>> Begin

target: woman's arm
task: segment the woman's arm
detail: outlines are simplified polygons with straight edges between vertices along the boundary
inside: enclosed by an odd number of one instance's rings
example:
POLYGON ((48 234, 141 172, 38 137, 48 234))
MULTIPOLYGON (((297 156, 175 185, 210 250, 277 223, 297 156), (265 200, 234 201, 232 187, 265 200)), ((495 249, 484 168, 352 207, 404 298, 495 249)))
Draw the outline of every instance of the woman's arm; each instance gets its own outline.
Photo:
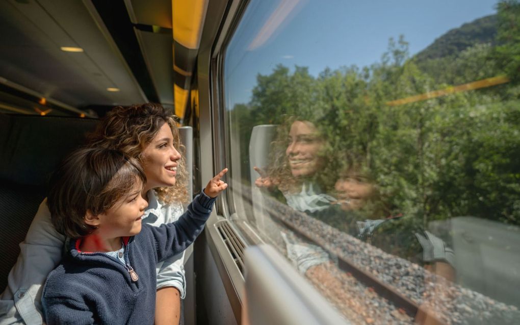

>> End

## Task directions
Copy out every line of the records above word for word, leaving out the pictures.

## The reply
target: woman's arm
task: segment the woman's arm
detail: outlines are simplified polygons with straight edges between vertices along the boundary
inside: enclosed by an odd number of one instance's rings
example:
POLYGON ((48 234, 141 172, 38 137, 48 234))
MULTIPOLYGON (((297 156, 175 185, 210 250, 277 223, 297 156), (265 200, 234 201, 232 187, 265 200)), ((495 249, 484 168, 352 207, 404 298, 495 249)))
Draw the outline of every instance of the woman's arm; each instance gets its own outline.
Photo:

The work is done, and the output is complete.